Instructions to follow. Make an exact copy of the records, dropping all pictures.
-------- Data for processing
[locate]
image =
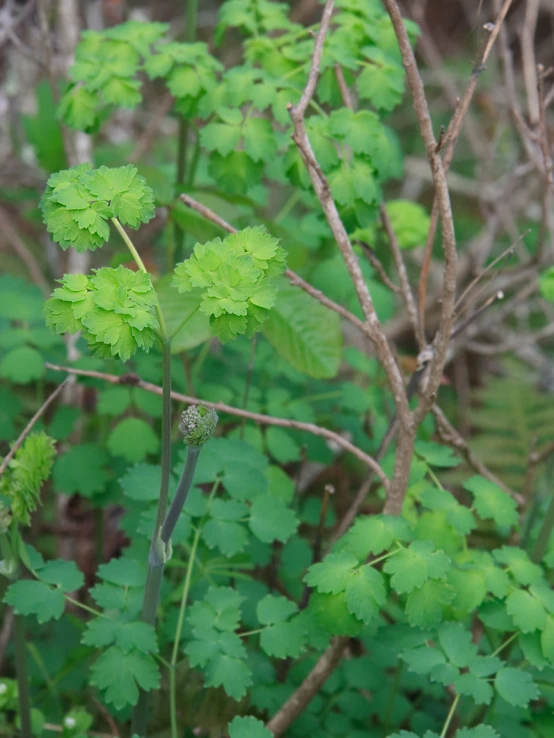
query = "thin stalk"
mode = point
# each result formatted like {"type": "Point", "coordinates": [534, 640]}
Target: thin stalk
{"type": "Point", "coordinates": [541, 544]}
{"type": "Point", "coordinates": [181, 495]}
{"type": "Point", "coordinates": [449, 717]}
{"type": "Point", "coordinates": [22, 678]}
{"type": "Point", "coordinates": [181, 616]}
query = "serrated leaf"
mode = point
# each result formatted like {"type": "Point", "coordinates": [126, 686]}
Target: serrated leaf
{"type": "Point", "coordinates": [516, 686]}
{"type": "Point", "coordinates": [413, 566]}
{"type": "Point", "coordinates": [365, 593]}
{"type": "Point", "coordinates": [294, 330]}
{"type": "Point", "coordinates": [31, 597]}
{"type": "Point", "coordinates": [119, 675]}
{"type": "Point", "coordinates": [133, 439]}
{"type": "Point", "coordinates": [491, 502]}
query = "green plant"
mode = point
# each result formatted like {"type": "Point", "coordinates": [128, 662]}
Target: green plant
{"type": "Point", "coordinates": [229, 602]}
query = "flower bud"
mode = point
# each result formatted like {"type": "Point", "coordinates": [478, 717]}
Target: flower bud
{"type": "Point", "coordinates": [197, 424]}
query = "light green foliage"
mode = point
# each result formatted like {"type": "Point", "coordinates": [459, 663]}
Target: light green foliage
{"type": "Point", "coordinates": [237, 277]}
{"type": "Point", "coordinates": [293, 329]}
{"type": "Point", "coordinates": [26, 473]}
{"type": "Point", "coordinates": [113, 308]}
{"type": "Point", "coordinates": [44, 597]}
{"type": "Point", "coordinates": [546, 284]}
{"type": "Point", "coordinates": [248, 727]}
{"type": "Point", "coordinates": [77, 204]}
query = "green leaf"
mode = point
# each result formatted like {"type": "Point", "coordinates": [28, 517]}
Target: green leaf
{"type": "Point", "coordinates": [414, 566]}
{"type": "Point", "coordinates": [332, 614]}
{"type": "Point", "coordinates": [26, 473]}
{"type": "Point", "coordinates": [527, 612]}
{"type": "Point", "coordinates": [480, 731]}
{"type": "Point", "coordinates": [294, 330]}
{"type": "Point", "coordinates": [422, 660]}
{"type": "Point", "coordinates": [332, 574]}
{"type": "Point", "coordinates": [373, 534]}
{"type": "Point", "coordinates": [272, 609]}
{"type": "Point", "coordinates": [425, 606]}
{"type": "Point", "coordinates": [382, 81]}
{"type": "Point", "coordinates": [229, 537]}
{"type": "Point", "coordinates": [142, 482]}
{"type": "Point", "coordinates": [22, 365]}
{"type": "Point", "coordinates": [248, 727]}
{"type": "Point", "coordinates": [491, 502]}
{"type": "Point", "coordinates": [31, 597]}
{"type": "Point", "coordinates": [516, 686]}
{"type": "Point", "coordinates": [271, 520]}
{"type": "Point", "coordinates": [81, 469]}
{"type": "Point", "coordinates": [546, 284]}
{"type": "Point", "coordinates": [519, 565]}
{"type": "Point", "coordinates": [410, 223]}
{"type": "Point", "coordinates": [133, 439]}
{"type": "Point", "coordinates": [457, 644]}
{"type": "Point", "coordinates": [475, 687]}
{"type": "Point", "coordinates": [126, 635]}
{"type": "Point", "coordinates": [119, 675]}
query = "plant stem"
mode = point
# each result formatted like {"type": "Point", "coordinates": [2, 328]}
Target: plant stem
{"type": "Point", "coordinates": [449, 717]}
{"type": "Point", "coordinates": [22, 678]}
{"type": "Point", "coordinates": [541, 544]}
{"type": "Point", "coordinates": [182, 609]}
{"type": "Point", "coordinates": [181, 495]}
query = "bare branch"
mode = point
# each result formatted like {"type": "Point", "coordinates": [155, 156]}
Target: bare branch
{"type": "Point", "coordinates": [442, 336]}
{"type": "Point", "coordinates": [450, 436]}
{"type": "Point", "coordinates": [29, 427]}
{"type": "Point", "coordinates": [405, 288]}
{"type": "Point", "coordinates": [315, 430]}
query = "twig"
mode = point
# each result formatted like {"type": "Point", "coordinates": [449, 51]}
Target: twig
{"type": "Point", "coordinates": [292, 708]}
{"type": "Point", "coordinates": [379, 268]}
{"type": "Point", "coordinates": [449, 142]}
{"type": "Point", "coordinates": [528, 58]}
{"type": "Point", "coordinates": [450, 436]}
{"type": "Point", "coordinates": [513, 343]}
{"type": "Point", "coordinates": [11, 453]}
{"type": "Point", "coordinates": [343, 87]}
{"type": "Point", "coordinates": [442, 196]}
{"type": "Point", "coordinates": [405, 288]}
{"type": "Point", "coordinates": [221, 407]}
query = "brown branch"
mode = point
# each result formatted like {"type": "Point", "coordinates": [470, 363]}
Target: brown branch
{"type": "Point", "coordinates": [315, 430]}
{"type": "Point", "coordinates": [449, 142]}
{"type": "Point", "coordinates": [415, 83]}
{"type": "Point", "coordinates": [450, 436]}
{"type": "Point", "coordinates": [301, 697]}
{"type": "Point", "coordinates": [379, 268]}
{"type": "Point", "coordinates": [28, 428]}
{"type": "Point", "coordinates": [294, 278]}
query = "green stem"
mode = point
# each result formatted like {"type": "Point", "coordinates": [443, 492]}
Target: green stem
{"type": "Point", "coordinates": [182, 610]}
{"type": "Point", "coordinates": [449, 717]}
{"type": "Point", "coordinates": [22, 678]}
{"type": "Point", "coordinates": [541, 544]}
{"type": "Point", "coordinates": [507, 642]}
{"type": "Point", "coordinates": [181, 495]}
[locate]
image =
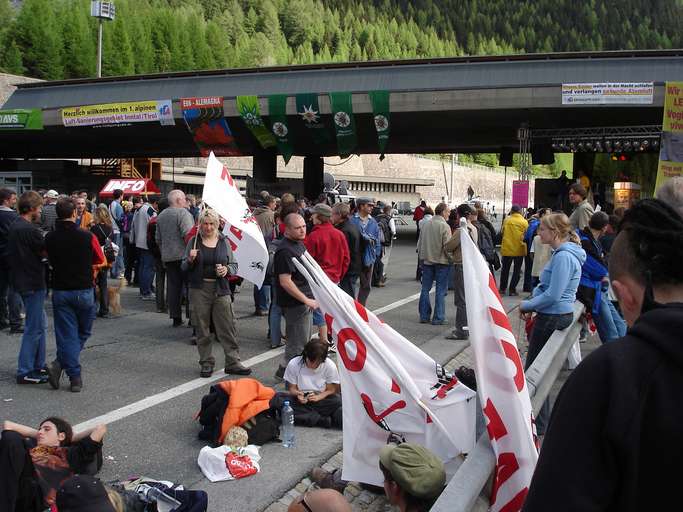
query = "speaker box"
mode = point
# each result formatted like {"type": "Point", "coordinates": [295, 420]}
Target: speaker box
{"type": "Point", "coordinates": [505, 158]}
{"type": "Point", "coordinates": [542, 154]}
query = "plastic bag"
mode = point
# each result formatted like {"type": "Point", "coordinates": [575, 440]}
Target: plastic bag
{"type": "Point", "coordinates": [212, 461]}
----------------
Answer to the problem.
[locate]
image =
query = "thin stalk"
mode = point
# each result formatted like {"type": "Point", "coordinates": [534, 640]}
Target: thin stalk
{"type": "Point", "coordinates": [541, 544]}
{"type": "Point", "coordinates": [181, 495]}
{"type": "Point", "coordinates": [449, 717]}
{"type": "Point", "coordinates": [22, 678]}
{"type": "Point", "coordinates": [181, 616]}
query = "serrated leaf"
mode = point
# each result formatted like {"type": "Point", "coordinates": [126, 686]}
Target: serrated leaf
{"type": "Point", "coordinates": [516, 686]}
{"type": "Point", "coordinates": [413, 566]}
{"type": "Point", "coordinates": [365, 593]}
{"type": "Point", "coordinates": [294, 330]}
{"type": "Point", "coordinates": [31, 597]}
{"type": "Point", "coordinates": [119, 675]}
{"type": "Point", "coordinates": [133, 439]}
{"type": "Point", "coordinates": [491, 502]}
query = "green plant"
mode = point
# each result formatted like {"type": "Point", "coordinates": [128, 662]}
Target: green plant
{"type": "Point", "coordinates": [229, 602]}
query = "flower bud"
mode = point
# each result formatted like {"type": "Point", "coordinates": [478, 717]}
Target: flower bud
{"type": "Point", "coordinates": [197, 424]}
query = "light green foliage"
mode = point
# each result formatted like {"type": "Point", "coordinates": [459, 663]}
Target: light green foliage
{"type": "Point", "coordinates": [237, 277]}
{"type": "Point", "coordinates": [293, 329]}
{"type": "Point", "coordinates": [26, 473]}
{"type": "Point", "coordinates": [113, 308]}
{"type": "Point", "coordinates": [44, 597]}
{"type": "Point", "coordinates": [546, 284]}
{"type": "Point", "coordinates": [248, 727]}
{"type": "Point", "coordinates": [77, 204]}
query = "green leaf"
mode = point
# each result formatted like {"type": "Point", "coordinates": [28, 517]}
Target: green leaf
{"type": "Point", "coordinates": [414, 566]}
{"type": "Point", "coordinates": [332, 614]}
{"type": "Point", "coordinates": [26, 473]}
{"type": "Point", "coordinates": [527, 612]}
{"type": "Point", "coordinates": [480, 731]}
{"type": "Point", "coordinates": [294, 330]}
{"type": "Point", "coordinates": [422, 660]}
{"type": "Point", "coordinates": [332, 574]}
{"type": "Point", "coordinates": [373, 534]}
{"type": "Point", "coordinates": [272, 609]}
{"type": "Point", "coordinates": [425, 606]}
{"type": "Point", "coordinates": [382, 81]}
{"type": "Point", "coordinates": [229, 537]}
{"type": "Point", "coordinates": [142, 482]}
{"type": "Point", "coordinates": [22, 365]}
{"type": "Point", "coordinates": [248, 727]}
{"type": "Point", "coordinates": [491, 502]}
{"type": "Point", "coordinates": [31, 597]}
{"type": "Point", "coordinates": [516, 686]}
{"type": "Point", "coordinates": [271, 520]}
{"type": "Point", "coordinates": [81, 469]}
{"type": "Point", "coordinates": [546, 284]}
{"type": "Point", "coordinates": [519, 565]}
{"type": "Point", "coordinates": [410, 223]}
{"type": "Point", "coordinates": [133, 439]}
{"type": "Point", "coordinates": [457, 644]}
{"type": "Point", "coordinates": [475, 687]}
{"type": "Point", "coordinates": [126, 635]}
{"type": "Point", "coordinates": [119, 675]}
query = "plant stem"
mode = point
# each result formatted like {"type": "Point", "coordinates": [2, 328]}
Target: plant stem
{"type": "Point", "coordinates": [449, 717]}
{"type": "Point", "coordinates": [22, 678]}
{"type": "Point", "coordinates": [541, 544]}
{"type": "Point", "coordinates": [182, 609]}
{"type": "Point", "coordinates": [181, 495]}
query = "bare branch"
mode = point
# each result formatted like {"type": "Point", "coordinates": [155, 156]}
Target: bare branch
{"type": "Point", "coordinates": [442, 336]}
{"type": "Point", "coordinates": [450, 436]}
{"type": "Point", "coordinates": [29, 427]}
{"type": "Point", "coordinates": [405, 288]}
{"type": "Point", "coordinates": [315, 430]}
query = "twig"
mode = point
# each result formatted like {"type": "Point", "coordinates": [449, 51]}
Target: twig
{"type": "Point", "coordinates": [292, 708]}
{"type": "Point", "coordinates": [379, 268]}
{"type": "Point", "coordinates": [449, 142]}
{"type": "Point", "coordinates": [528, 58]}
{"type": "Point", "coordinates": [450, 436]}
{"type": "Point", "coordinates": [513, 343]}
{"type": "Point", "coordinates": [11, 453]}
{"type": "Point", "coordinates": [343, 87]}
{"type": "Point", "coordinates": [442, 196]}
{"type": "Point", "coordinates": [405, 288]}
{"type": "Point", "coordinates": [221, 407]}
query = "brown branch"
mode = point
# each result formatted like {"type": "Point", "coordinates": [470, 363]}
Target: brown branch
{"type": "Point", "coordinates": [315, 430]}
{"type": "Point", "coordinates": [449, 142]}
{"type": "Point", "coordinates": [415, 83]}
{"type": "Point", "coordinates": [450, 436]}
{"type": "Point", "coordinates": [301, 697]}
{"type": "Point", "coordinates": [379, 268]}
{"type": "Point", "coordinates": [28, 428]}
{"type": "Point", "coordinates": [294, 278]}
query = "green stem"
mode = point
# each result formatted like {"type": "Point", "coordinates": [443, 492]}
Target: green stem
{"type": "Point", "coordinates": [182, 610]}
{"type": "Point", "coordinates": [449, 717]}
{"type": "Point", "coordinates": [22, 678]}
{"type": "Point", "coordinates": [541, 544]}
{"type": "Point", "coordinates": [507, 642]}
{"type": "Point", "coordinates": [181, 495]}
[locate]
image =
query = "speaker box"
mode = point
# each result formatted like {"type": "Point", "coordinates": [295, 420]}
Target: speaker box
{"type": "Point", "coordinates": [505, 158]}
{"type": "Point", "coordinates": [542, 154]}
query = "plastic bag"
mode = point
# each result formatted like {"type": "Point", "coordinates": [575, 440]}
Target: plastic bag
{"type": "Point", "coordinates": [212, 461]}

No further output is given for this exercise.